Using the entries below, return word for word the lines from the one containing "car in the image above." up to and including the last.

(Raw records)
━━━━━━━━━━━━━━━━━━━━
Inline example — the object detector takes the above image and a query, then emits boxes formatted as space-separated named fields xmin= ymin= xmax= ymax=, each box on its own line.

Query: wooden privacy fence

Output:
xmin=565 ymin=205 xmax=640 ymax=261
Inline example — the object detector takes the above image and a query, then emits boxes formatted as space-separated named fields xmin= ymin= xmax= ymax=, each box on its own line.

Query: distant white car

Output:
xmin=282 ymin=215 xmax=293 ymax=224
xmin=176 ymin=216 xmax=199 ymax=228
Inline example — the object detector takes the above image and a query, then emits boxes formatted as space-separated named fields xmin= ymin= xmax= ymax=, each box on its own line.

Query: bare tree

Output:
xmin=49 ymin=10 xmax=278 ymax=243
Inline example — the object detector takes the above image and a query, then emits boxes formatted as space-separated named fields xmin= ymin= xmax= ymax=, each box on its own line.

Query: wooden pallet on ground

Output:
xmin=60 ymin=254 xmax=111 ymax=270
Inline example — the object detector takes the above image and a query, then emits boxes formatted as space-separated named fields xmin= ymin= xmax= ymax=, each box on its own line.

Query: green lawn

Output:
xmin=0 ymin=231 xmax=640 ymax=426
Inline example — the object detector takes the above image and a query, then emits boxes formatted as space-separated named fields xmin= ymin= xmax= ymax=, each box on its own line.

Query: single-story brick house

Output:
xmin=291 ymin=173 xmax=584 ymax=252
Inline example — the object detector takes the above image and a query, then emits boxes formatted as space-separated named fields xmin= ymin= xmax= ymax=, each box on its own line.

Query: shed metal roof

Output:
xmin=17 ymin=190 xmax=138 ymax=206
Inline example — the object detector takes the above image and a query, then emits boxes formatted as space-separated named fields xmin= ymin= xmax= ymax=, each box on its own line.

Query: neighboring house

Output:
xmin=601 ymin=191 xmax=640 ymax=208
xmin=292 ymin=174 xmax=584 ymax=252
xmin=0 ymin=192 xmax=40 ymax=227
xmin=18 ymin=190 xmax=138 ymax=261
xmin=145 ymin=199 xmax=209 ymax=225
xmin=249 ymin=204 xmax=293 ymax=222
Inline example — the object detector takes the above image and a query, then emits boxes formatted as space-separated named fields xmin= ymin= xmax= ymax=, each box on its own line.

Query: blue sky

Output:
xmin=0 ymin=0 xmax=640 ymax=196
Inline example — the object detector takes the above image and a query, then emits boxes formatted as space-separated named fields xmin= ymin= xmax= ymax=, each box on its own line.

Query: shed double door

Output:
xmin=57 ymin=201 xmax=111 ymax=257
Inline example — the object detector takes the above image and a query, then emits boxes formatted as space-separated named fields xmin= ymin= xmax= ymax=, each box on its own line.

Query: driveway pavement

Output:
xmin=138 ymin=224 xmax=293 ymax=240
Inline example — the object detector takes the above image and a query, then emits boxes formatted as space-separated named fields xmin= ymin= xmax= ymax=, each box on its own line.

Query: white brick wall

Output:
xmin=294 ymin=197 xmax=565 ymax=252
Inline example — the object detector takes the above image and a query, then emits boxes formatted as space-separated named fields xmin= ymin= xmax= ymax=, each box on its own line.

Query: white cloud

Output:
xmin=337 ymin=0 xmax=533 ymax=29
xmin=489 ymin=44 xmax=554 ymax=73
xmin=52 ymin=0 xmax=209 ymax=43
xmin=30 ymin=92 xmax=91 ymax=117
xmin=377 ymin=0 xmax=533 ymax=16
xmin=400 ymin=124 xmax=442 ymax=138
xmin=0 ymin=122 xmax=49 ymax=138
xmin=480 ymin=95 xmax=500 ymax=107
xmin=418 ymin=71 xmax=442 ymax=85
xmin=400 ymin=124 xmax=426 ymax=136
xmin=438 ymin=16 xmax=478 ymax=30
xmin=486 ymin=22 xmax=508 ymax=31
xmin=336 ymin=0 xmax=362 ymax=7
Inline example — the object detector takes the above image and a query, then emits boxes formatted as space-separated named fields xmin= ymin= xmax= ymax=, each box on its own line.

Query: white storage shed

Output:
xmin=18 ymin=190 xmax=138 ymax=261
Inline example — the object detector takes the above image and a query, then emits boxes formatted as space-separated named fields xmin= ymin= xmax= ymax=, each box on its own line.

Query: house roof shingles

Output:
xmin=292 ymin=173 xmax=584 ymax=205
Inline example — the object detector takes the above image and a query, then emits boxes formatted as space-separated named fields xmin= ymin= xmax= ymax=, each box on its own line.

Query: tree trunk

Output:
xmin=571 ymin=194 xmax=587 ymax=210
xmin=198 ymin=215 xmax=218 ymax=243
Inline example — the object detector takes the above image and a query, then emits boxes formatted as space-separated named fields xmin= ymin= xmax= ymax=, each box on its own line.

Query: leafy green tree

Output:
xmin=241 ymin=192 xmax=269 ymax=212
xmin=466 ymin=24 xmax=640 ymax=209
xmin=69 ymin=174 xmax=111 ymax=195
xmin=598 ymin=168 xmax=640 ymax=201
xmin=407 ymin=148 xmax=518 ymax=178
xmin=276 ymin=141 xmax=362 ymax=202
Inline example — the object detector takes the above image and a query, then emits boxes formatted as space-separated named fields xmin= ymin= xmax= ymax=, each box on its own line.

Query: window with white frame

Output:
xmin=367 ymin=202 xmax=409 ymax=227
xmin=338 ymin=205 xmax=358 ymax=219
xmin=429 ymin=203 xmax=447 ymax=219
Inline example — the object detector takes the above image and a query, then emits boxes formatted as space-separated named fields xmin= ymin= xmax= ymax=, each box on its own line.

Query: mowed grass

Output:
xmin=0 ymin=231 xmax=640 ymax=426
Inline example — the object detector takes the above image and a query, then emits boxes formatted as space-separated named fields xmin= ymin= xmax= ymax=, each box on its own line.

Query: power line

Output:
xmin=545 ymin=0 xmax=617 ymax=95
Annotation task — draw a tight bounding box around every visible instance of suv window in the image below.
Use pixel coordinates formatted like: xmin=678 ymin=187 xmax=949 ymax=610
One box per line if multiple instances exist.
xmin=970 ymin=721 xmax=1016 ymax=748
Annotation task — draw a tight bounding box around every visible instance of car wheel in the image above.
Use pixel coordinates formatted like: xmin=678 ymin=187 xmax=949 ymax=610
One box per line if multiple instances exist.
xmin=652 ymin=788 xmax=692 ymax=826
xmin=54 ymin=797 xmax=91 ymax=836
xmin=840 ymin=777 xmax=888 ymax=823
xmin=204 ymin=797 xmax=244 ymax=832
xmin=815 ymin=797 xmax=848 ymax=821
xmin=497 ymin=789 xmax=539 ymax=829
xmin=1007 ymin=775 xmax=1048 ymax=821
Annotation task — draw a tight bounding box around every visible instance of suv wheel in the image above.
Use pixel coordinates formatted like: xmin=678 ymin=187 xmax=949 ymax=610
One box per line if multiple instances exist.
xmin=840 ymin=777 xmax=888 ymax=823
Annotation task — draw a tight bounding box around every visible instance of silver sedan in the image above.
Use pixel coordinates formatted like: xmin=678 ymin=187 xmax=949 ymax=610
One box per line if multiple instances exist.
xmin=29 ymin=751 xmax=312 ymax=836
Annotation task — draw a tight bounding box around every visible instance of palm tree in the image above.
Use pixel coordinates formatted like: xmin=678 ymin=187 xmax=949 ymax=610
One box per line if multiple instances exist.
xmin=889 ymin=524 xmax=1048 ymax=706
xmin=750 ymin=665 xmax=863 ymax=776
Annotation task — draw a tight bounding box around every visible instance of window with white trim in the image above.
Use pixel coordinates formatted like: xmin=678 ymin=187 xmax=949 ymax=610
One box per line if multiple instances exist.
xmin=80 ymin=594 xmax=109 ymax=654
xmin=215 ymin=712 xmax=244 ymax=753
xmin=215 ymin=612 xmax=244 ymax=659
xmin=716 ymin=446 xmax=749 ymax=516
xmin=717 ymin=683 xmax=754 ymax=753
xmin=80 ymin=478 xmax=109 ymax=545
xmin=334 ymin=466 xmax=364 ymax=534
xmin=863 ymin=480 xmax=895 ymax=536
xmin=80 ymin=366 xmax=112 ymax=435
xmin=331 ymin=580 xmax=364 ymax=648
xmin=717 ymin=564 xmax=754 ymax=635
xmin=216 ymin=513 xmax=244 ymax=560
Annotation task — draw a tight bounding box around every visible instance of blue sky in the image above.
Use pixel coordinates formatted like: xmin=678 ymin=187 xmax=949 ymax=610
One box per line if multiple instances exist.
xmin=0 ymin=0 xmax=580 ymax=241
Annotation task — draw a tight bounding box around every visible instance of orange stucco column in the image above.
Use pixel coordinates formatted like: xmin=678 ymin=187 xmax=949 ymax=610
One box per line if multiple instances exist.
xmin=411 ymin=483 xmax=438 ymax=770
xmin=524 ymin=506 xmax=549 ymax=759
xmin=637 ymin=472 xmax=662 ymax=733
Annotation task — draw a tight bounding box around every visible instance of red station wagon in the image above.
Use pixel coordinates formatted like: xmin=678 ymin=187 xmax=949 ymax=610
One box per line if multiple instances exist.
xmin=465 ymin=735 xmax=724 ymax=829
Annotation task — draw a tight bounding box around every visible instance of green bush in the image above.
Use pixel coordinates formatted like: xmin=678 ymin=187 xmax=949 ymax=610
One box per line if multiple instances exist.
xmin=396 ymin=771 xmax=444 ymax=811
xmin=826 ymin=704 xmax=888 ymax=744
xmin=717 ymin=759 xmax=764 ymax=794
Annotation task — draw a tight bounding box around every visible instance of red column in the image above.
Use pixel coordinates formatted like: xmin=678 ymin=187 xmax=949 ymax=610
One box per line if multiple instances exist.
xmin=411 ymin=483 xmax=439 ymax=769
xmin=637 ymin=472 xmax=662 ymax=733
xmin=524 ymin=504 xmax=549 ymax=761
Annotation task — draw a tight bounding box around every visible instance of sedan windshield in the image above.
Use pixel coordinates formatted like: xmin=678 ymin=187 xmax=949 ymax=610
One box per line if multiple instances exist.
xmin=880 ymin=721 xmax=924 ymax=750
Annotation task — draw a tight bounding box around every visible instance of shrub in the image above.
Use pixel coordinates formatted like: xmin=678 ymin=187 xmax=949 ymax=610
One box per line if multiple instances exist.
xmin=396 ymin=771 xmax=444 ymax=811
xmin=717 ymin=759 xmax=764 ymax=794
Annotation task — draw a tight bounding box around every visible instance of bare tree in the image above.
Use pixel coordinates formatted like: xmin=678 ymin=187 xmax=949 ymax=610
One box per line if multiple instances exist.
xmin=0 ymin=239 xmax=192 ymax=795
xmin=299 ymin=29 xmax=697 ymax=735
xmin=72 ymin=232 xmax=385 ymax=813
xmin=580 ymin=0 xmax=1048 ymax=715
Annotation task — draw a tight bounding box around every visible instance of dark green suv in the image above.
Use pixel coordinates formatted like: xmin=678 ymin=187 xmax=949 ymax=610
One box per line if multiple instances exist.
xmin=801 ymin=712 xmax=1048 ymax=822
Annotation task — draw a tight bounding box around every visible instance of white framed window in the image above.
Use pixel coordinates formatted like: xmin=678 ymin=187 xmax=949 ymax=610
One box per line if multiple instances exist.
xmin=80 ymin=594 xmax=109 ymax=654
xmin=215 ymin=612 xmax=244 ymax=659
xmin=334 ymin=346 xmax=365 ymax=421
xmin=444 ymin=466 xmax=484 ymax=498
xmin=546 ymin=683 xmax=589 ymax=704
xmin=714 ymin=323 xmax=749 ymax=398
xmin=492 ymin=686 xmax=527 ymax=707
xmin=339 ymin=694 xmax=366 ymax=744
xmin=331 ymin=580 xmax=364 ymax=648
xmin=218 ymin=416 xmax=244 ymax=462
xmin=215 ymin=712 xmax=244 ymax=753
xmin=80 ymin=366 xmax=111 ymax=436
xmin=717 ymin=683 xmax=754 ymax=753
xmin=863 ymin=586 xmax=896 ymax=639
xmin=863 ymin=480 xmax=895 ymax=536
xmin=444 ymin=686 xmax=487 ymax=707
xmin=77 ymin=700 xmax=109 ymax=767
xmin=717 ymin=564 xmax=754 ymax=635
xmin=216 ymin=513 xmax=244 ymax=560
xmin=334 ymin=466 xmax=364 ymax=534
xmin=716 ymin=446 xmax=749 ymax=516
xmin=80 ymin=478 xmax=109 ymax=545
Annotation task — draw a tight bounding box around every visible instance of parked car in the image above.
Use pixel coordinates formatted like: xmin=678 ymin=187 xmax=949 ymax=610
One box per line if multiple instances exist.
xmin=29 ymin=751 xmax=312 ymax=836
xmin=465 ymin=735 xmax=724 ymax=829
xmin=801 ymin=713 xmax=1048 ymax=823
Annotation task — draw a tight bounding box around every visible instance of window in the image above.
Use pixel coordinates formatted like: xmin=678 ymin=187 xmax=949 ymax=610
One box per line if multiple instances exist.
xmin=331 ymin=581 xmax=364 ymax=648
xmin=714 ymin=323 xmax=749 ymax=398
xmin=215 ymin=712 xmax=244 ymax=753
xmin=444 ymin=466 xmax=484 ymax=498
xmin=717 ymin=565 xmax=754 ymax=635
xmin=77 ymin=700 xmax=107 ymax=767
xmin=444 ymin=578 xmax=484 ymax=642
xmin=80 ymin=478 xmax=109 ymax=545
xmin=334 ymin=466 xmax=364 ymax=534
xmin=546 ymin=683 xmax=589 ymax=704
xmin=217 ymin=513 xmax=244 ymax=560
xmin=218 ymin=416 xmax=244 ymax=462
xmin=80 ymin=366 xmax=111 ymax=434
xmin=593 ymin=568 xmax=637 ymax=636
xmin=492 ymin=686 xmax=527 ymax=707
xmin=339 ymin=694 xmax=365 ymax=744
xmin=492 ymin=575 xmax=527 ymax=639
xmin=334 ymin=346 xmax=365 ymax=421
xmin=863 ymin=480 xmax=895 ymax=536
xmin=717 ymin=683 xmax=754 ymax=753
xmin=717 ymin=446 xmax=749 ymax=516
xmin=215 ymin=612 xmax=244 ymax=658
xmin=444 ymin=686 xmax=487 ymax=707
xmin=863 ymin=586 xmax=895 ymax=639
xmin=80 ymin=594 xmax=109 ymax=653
━━━━━━━━━━━━━━━━━━━━
# Output below
Annotation task — draw a tight bounding box around every visible instance of parked car in the image above.
Use pixel coordinates formatted like: xmin=678 ymin=187 xmax=949 ymax=610
One box per line if multiple instances exist.
xmin=29 ymin=751 xmax=312 ymax=836
xmin=465 ymin=735 xmax=724 ymax=829
xmin=801 ymin=713 xmax=1048 ymax=823
Annotation task — draw a tight bounding box around every visible instance of window in the image above.
Use pixel coordinates formatted like: xmin=678 ymin=187 xmax=949 ymax=610
One box per line if multiple instances exist.
xmin=331 ymin=581 xmax=364 ymax=648
xmin=714 ymin=323 xmax=749 ymax=398
xmin=215 ymin=712 xmax=244 ymax=753
xmin=444 ymin=466 xmax=484 ymax=498
xmin=717 ymin=565 xmax=754 ymax=635
xmin=77 ymin=700 xmax=107 ymax=767
xmin=444 ymin=578 xmax=484 ymax=642
xmin=80 ymin=478 xmax=109 ymax=545
xmin=334 ymin=466 xmax=364 ymax=534
xmin=546 ymin=683 xmax=589 ymax=704
xmin=217 ymin=513 xmax=244 ymax=560
xmin=218 ymin=416 xmax=244 ymax=462
xmin=80 ymin=366 xmax=111 ymax=434
xmin=593 ymin=568 xmax=637 ymax=636
xmin=492 ymin=686 xmax=527 ymax=707
xmin=339 ymin=694 xmax=365 ymax=744
xmin=492 ymin=575 xmax=527 ymax=639
xmin=334 ymin=346 xmax=365 ymax=421
xmin=863 ymin=480 xmax=895 ymax=536
xmin=717 ymin=683 xmax=754 ymax=753
xmin=717 ymin=446 xmax=749 ymax=516
xmin=215 ymin=612 xmax=244 ymax=658
xmin=444 ymin=686 xmax=487 ymax=707
xmin=863 ymin=586 xmax=895 ymax=639
xmin=80 ymin=594 xmax=109 ymax=653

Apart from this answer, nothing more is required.